» **Exercise**:
Every entry below should be printed exactly.

Listed records below:

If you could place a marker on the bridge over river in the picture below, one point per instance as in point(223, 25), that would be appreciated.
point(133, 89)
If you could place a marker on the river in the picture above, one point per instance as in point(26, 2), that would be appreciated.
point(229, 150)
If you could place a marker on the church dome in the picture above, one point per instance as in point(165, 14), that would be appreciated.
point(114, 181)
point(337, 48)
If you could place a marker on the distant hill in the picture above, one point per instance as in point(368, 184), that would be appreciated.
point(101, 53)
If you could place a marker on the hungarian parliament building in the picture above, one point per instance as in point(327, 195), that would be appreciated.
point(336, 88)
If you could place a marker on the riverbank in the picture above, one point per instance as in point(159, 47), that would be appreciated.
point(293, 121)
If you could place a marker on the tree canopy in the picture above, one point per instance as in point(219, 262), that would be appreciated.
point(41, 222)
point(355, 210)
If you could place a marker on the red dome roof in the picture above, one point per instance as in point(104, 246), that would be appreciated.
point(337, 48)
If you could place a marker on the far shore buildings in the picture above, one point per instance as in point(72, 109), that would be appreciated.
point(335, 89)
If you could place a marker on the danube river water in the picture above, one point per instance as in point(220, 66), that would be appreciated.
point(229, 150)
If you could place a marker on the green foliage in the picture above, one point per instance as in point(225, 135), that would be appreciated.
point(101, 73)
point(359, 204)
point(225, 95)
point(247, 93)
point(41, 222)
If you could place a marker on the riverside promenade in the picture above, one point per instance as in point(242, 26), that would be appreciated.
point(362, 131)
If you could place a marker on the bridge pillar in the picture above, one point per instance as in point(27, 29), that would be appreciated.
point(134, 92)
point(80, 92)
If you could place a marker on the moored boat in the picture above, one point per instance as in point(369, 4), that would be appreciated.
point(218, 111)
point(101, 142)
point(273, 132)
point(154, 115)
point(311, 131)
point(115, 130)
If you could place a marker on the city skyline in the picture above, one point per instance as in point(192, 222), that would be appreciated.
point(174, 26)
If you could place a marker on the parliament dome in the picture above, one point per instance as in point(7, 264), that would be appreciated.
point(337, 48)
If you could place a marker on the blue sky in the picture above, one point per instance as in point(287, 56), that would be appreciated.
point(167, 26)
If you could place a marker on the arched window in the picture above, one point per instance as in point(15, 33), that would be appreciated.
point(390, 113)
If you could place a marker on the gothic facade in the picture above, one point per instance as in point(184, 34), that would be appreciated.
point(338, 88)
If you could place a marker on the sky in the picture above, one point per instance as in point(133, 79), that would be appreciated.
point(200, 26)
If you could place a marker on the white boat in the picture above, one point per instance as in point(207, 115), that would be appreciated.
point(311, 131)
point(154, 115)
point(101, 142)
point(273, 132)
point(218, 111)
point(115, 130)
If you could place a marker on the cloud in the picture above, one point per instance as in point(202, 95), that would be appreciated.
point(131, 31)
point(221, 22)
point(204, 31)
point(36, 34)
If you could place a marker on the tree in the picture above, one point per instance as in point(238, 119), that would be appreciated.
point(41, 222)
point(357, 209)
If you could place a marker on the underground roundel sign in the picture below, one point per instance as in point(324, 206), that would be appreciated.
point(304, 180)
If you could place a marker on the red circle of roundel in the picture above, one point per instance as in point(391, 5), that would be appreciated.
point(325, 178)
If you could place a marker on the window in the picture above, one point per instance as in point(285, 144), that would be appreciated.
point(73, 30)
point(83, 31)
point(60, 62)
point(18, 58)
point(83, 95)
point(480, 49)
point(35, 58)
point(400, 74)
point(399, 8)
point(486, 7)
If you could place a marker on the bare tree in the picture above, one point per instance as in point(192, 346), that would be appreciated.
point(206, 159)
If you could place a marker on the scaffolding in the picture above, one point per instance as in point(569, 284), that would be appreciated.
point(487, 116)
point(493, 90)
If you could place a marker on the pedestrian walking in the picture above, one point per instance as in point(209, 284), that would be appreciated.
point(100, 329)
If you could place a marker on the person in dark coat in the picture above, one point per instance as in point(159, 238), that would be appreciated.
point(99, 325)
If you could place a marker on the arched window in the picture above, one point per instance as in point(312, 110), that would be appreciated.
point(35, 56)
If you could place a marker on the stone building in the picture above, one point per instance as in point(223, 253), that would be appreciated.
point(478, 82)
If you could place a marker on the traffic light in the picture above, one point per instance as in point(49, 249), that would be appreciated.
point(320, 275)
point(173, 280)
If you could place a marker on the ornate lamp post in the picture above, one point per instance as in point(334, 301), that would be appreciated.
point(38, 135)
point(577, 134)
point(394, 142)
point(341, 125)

End of Listed records.

» **Written solution**:
If you could place a marker on the bridge over river in the picture below, one point per instance as in point(223, 25), that would be appreciated.
point(133, 89)
If you could place a marker on the river in the picture above, one point per instance as in point(26, 2), that would be appreciated.
point(229, 150)
If you could place a marker on the church dome in the picture above, one point per instance as in point(165, 14), that would be appreciated.
point(114, 181)
point(337, 48)
If you could place a marker on the distant hill in the picture above, one point per instance as in point(368, 184), that would be appreciated.
point(101, 53)
If you could place a marker on the hungarian parliament building in the picture above, one point per instance as in point(327, 195), that would be appreciated.
point(336, 88)
If you could place a marker on the riverbank in the picture above, one point per instance as in point(159, 47), that would be appreciated.
point(293, 121)
If you could place a marker on the tree canopy in the picture above, one point per instance as in point(219, 262), that would be appreciated.
point(41, 222)
point(355, 210)
If you could place a marker on the red dome roof in the picture above, one point per instance as in point(104, 246), that would be appreciated.
point(337, 48)
If you could place a marker on the far shore buildings in the picture above, one point per instance as in point(72, 109), that would be appreciated.
point(335, 89)
If you could place a marker on the danube river water in the picture above, one point per instance as in point(220, 66), that would be appreciated.
point(229, 150)
If you could place a marker on the green foliage in the picture above, one point per instance as in point(225, 135), that would be appreciated.
point(101, 73)
point(359, 204)
point(225, 95)
point(247, 93)
point(41, 222)
If you could place a marker on the riverside promenade in the picture above, one point per instance as in point(242, 26), that would be appreciated.
point(362, 131)
If you could place a marker on the bridge pillar in the picture above, one point per instance as in point(27, 29), that would be appreciated.
point(134, 92)
point(80, 92)
If you could place a marker on the moored boat in the picture above, one point per instance as in point(369, 4), that would be appreciated.
point(218, 111)
point(101, 142)
point(273, 132)
point(154, 115)
point(311, 131)
point(115, 130)
If you could place a marker on the city skyline in the picture above, one point per instance as in point(192, 222), that would be appreciated.
point(174, 26)
If you could place a marker on the parliament dome in the picture above, one point per instance as in point(7, 264), that would be appreciated.
point(337, 48)
If you could place a marker on the blue sky in the picture above, one point per instance as in point(287, 56), that would be appreciated.
point(167, 26)
If you could place a marker on the arched window in the picture above, one point per instance as in point(15, 33), that would be appreciated.
point(390, 113)
If you could place a marker on the gothic facade in the picture above, one point per instance as in point(184, 34), that would be appreciated.
point(338, 88)
If you could place a marker on the sky in the picture above, one point per instance as in point(133, 79), that would be appreciated.
point(200, 26)
If you could place a marker on the white boat in the picture above, one point per instance as in point(207, 115), that would be appreciated.
point(311, 131)
point(154, 115)
point(101, 142)
point(273, 132)
point(218, 111)
point(115, 130)
If you could place a marker on the cloud in the picture above, one point per instance as in point(202, 95), that would be appreciated.
point(131, 31)
point(221, 22)
point(204, 31)
point(36, 34)
If you could place a marker on the tree in the picture above, one point per instance as in point(238, 119), that would be appreciated.
point(41, 222)
point(357, 209)
If you could place a marker on the underground roundel sign in the picture below, one point per instance as in point(324, 206), that would be appreciated.
point(304, 180)
If you could place a marker on the red circle of roundel in the picture above, one point per instance as in point(391, 5), that would be appreciated.
point(325, 178)
If you could place a marker on the window in the picture above, one point per instance as in point(285, 144), that would be appreciated.
point(73, 30)
point(83, 31)
point(60, 62)
point(18, 58)
point(83, 95)
point(480, 49)
point(35, 58)
point(400, 74)
point(399, 8)
point(486, 7)
If you could place a marker on the bare tree in the picture above, one point per instance as in point(192, 346), that would be appreciated.
point(206, 159)
If you could place a marker on the scaffolding in the picture above, one point per instance as in point(569, 284), that would be appreciated.
point(487, 116)
point(493, 90)
If you could place a marker on the pedestrian walking in the picture above, one point per instance as in point(209, 284), that would be appreciated.
point(100, 329)
If you could place a marker on the person in dark coat in the picture above, one point per instance as in point(159, 238), that would be appreciated.
point(99, 325)
If you could place a marker on the arched window in the picture above, one point per instance as in point(312, 110), that would be appreciated.
point(35, 56)
If you could place a marker on the stone building in the picture above, one point per instance as in point(223, 253), that would be appreciated.
point(478, 82)
If you could place a marker on the traffic light in the picture above, one point per instance as in point(49, 249), that would be appreciated.
point(320, 275)
point(173, 280)
If you could place a marker on the ornate lamp post in the picture above, one point per instance as in point(334, 301), that would be appreciated.
point(38, 135)
point(577, 134)
point(394, 142)
point(341, 125)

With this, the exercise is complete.